↓↓↓
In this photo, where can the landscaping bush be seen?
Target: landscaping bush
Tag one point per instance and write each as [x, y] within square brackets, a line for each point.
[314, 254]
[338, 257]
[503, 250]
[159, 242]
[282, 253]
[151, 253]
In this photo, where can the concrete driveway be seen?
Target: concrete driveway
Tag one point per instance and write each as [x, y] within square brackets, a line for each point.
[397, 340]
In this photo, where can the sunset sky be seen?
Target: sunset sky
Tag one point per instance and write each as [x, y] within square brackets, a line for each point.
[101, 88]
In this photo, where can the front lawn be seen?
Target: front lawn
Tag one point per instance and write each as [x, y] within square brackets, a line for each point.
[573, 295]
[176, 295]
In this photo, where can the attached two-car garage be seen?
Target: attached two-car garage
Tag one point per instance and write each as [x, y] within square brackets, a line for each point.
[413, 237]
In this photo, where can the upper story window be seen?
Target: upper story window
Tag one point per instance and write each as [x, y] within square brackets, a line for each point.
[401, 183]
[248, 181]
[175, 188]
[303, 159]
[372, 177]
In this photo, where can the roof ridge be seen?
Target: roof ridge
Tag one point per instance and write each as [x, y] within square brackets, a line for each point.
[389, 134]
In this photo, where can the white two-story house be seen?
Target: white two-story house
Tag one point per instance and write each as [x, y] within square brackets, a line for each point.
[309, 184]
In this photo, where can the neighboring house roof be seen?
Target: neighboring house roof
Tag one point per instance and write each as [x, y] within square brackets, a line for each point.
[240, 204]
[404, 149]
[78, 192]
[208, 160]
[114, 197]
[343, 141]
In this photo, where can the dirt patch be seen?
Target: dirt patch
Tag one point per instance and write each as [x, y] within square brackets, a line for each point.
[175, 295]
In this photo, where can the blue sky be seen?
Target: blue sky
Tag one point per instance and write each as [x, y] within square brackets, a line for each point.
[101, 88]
↑↑↑
--- TASK BRIEF ---
Reproduce all of the data above line by line, substituting "Object" for each occurrence of "Target" and leaving every other word and figure unchanged.

--- WRITTEN SOLUTION ---
In this photo, where can the landscaping bush be seen?
Object: landscaping bush
Tag one point per instance and write each as [x, y] within square brackets, a line for each point.
[314, 254]
[338, 257]
[503, 250]
[159, 242]
[282, 253]
[151, 253]
In this photo, where can the concrete driveway be seen?
Object: concrete driveway
Tag one point per instance and write each as [x, y] within square brackets, a line for each point.
[397, 340]
In this photo, where can the sunset sky be seen?
Object: sunset sky
Tag one point per instance and write each as [x, y] within square brackets, a line for each point.
[101, 88]
In this photo, where can the front lawn be seen?
Object: front lawn
Tag one point per instance and write each as [x, y] within square brackets, a line for each point.
[573, 295]
[176, 295]
In this photo, where can the attached two-car garage be seen?
Object: attached two-car garage
Tag one point per instance and write each as [x, y] within square brackets, a line for each point.
[413, 237]
In this photo, where can the upper story window be seen?
Object: upper story window
Tag one point per instance and write each as [x, y] within square brackets, a line for each point.
[401, 183]
[248, 181]
[175, 188]
[303, 159]
[372, 177]
In this photo, where can the roof ridge be seen?
Object: roof ridge
Tag one point per instance and write each as [x, y] within square brackets, a line for each point.
[389, 134]
In this photo, where can the white two-story house be seen?
Object: white two-story house
Tag one point per instance and write each as [x, y] within square brackets, a line for each point.
[309, 184]
In this photo, where can the neighboring house roof be seen?
Object: neighboring house roof
Tag one point per instance and write each as [x, y] within square brackets, a line for each point.
[240, 204]
[404, 149]
[78, 192]
[208, 160]
[114, 197]
[343, 141]
In this photo, where can the dirt patch be seen?
Object: dirt patch
Tag one point per instance and write each as [x, y] within square brackets, a line for each point.
[175, 295]
In this photo, where can the blue sky be seen?
Object: blue sky
Tag one point per instance and write each as [x, y] within square brackets, a line for each point.
[101, 88]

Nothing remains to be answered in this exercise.